START Document passage

Configuration Loading (modules/config.py)

Function: load_config(config_path: Path) -> Dict[str, Any]

Process:

1. Load DEFAULT_CONFIG
2. Read config.yaml (if exists)
3. Deep merge using deep_update()
4. If file doesn't exist, create it with defaults
5. Return merged config dict

Deep Merge Logic:

def deep_update(d, u):
    for k, v in u.items():
        if isinstance(v, dict) and k in d and isinstance(d[k], dict):
            deep_update(d[k], v)  # Recursive merge
        else:
            d[k] = v              # Overwrite

Logging:

logging.basicConfig(
    level=getattr(logging, os.environ.get('LOG_LEVEL', 'INFO').upper()),
    format="[%(asctime)s] %(levelname)s: %(message)s"
)

Storage Layer

1. MongoDB Storage (data_storage.py::MongoDBStorage)

Connection:

pymongo.MongoClient(
    uri,
    tlsAllowInvalidCertificates=True,  # macOS SSL compatibility
    connectTimeoutMS=30000,
    socketTimeoutMS=None,
    connect=True,
    maxPoolSize=50
)

Operations:

Fetch Existing Reviews

def fetch_existing_reviews() -> Dict[str, Dict[str, Any]]:
    reviews = {}
    for doc in self.collection.find({}, {"_id": 0}):
        review_id = doc.get("review_id")
        if review_id:
            reviews[review_id] = doc
    return reviews

Save Reviews (Bulk Upsert)

def save_reviews(reviews: Dict[str, Dict[str, Any]]):
    operations = [
        pymongo.UpdateOne(
            {"review_id": review["review_id"]},
            {"$set": review},
            upsert=True
        )
        for review in processed_reviews.values()
    ]
    result = self.collection.bulk_write(operations)
    log.info(f"Upserted {result.upserted_count}, modified {result.modified_count}")

Schema:

{
  "_id": ObjectId("..."),           // Auto-generated by MongoDB
  "review_id": "ChdDSUhN...",       // Unique Google review ID
  "author": "John Smith",
  "rating": 4.0,
  "description": {                  // Multi-language support
    "en": "Great place!",
    "es": "¡Lugar genial!",
    "he": "מקום נהדר!"
  },
  "likes": 3,
  "user_images": [                  // Array of image URLs (custom or S3)
    "https://cdn.example.com/reviews/xyz.jpg"
  ],
  "author_profile_url": "https://www.google.com/maps/contrib/...",
  "profile_picture": "https://cdn.example.com/profiles/abc.jpg",
  "owner_responses": {              // Business owner replies
    "en": {
      "text": "Thank you for your feedback!"
    }
  },
  "created_date": ISODate("2025-04-22T14:30:45.123Z"),
  "last_modified_date": ISODate("2025-04-22T14:30:45.123Z"),
  "review_date": ISODate("2025-04-15T08:15:22Z"),
  "company": "Thaitours",           // Custom metadata
  "source": "Google Maps",
  "local_images": [                 // Local file paths (optional)
    "review_images/reviews/xyz.jpg"

END Document passage
START Supplied entries

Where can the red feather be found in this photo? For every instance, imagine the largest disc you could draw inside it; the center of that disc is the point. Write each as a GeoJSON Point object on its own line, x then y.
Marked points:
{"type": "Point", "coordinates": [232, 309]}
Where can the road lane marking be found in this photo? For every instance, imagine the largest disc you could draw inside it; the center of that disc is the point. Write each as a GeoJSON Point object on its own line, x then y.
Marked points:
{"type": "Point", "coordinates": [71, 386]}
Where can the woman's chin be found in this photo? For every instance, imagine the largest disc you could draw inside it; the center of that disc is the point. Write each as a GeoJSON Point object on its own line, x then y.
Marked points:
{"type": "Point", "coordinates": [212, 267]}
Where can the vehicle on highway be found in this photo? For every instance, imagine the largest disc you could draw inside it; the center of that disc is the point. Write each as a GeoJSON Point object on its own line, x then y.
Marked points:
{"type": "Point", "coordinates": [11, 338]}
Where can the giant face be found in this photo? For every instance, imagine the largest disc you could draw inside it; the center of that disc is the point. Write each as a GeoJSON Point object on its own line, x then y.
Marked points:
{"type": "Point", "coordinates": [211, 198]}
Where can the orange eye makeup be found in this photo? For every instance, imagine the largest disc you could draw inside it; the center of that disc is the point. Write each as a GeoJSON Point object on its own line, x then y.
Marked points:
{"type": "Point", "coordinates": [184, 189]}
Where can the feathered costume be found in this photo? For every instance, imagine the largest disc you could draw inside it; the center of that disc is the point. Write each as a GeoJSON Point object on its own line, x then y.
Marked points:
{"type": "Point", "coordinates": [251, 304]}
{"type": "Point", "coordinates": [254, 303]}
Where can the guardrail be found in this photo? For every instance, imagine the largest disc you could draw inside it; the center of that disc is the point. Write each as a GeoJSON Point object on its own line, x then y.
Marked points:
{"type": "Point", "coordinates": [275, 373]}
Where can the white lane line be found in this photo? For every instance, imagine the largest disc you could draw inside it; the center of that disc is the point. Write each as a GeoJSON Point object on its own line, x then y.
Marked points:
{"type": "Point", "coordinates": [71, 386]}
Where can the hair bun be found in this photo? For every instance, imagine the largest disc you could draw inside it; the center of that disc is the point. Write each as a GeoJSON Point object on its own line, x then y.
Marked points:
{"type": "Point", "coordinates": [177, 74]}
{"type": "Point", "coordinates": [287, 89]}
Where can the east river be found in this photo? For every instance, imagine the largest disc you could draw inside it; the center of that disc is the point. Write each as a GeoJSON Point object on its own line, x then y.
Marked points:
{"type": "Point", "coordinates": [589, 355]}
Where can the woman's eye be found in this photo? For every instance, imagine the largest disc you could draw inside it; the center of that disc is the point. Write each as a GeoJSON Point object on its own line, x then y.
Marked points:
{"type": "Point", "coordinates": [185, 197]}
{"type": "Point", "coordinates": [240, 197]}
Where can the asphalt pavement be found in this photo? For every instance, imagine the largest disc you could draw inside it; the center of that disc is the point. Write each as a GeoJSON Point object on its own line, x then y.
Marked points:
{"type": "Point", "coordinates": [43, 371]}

END Supplied entries

Requests.
A – Answer these questions from the configuration and storage notes:
(i) What does load_config do when the config file doesn't exist?
(ii) What value is set for maxPoolSize in the MongoDB connection?
(iii) What is the default log level if LOG_LEVEL is not set in the environment?
B – Please continue the configuration and storage notes from the point where they stop.
You won't need the records for anything here.

The responses.
A –
(i) It creates the file with defaults.
(ii) 50
(iii) INFO

B –
  ],
  "local_profile_picture": "review_images/profiles/abc.jpg",
  "original_image_urls": [          // Original Google URLs (optional)
    "https://lh3.googleusercontent.com/..."
  ],
  "original_profile_picture": "https://lh3.googleusercontent.com/..."
}

Indexes:

# Recommended indexes
db.google_reviews.createIndex({"review_id": 1}, {"unique": true})
db.google_reviews.createIndex({"created_date": -1})
db.google_reviews.createIndex({"rating": 1})
db.google_reviews.createIndex({"company": 1})

2. JSON Storage (data_storage.py::JSONStorage)

Purpose: Backup and standalone operation without MongoDB.

Files:

  • google_reviews.json - Array of review documents
  • google_reviews.ids - Newline-separated list of seen review IDs

Load:

def load_json_docs() -> Dict[str, Dict[str, Any]]:
    data = json.loads(self.json_path.read_text(encoding="utf-8"))
    return {d.get("review_id", ""): d for d in data if d.get("review_id")}

Save:

def save_json_docs(docs: Dict[str, Dict[str, Any]]):
    # Convert datetime objects to ISO strings
    for doc in processed_docs.values():
        for key, value in doc.items():
            if isinstance(value, datetime):
                doc[key] = value.isoformat()

    self.json_path.write_text(
        json.dumps(list(processed_docs.values()), ensure_ascii=False, indent=2),
        encoding="utf-8"
    )

Seen IDs:

def load_seen() -> Set[str]:
    return set(self.seen_ids_path.read_text().splitlines())

def save_seen(ids: Set[str]):
    self.seen_ids_path.write_text("\n".join(ids))

3. Merge Logic (merge_review())

Purpose: Combine new scrape data with existing review records.

Strategy:

def merge_review(existing: Dict | None, raw: RawReview) -> Dict:
    if not existing:
        # Create new document with all fields
        existing = {
            "review_id": raw.id,
            "author": raw.author,
            "rating": raw.rating,
            "description": {},
            "likes": raw.likes,
            "user_images": list(raw.photos),
            "author_profile_url": raw.profile,
            "profile_picture": raw.avatar,
            "owner_responses": {},
            "created_date": get_current_iso_date(),
            "review_date": parse_relative_date(raw.date, "en")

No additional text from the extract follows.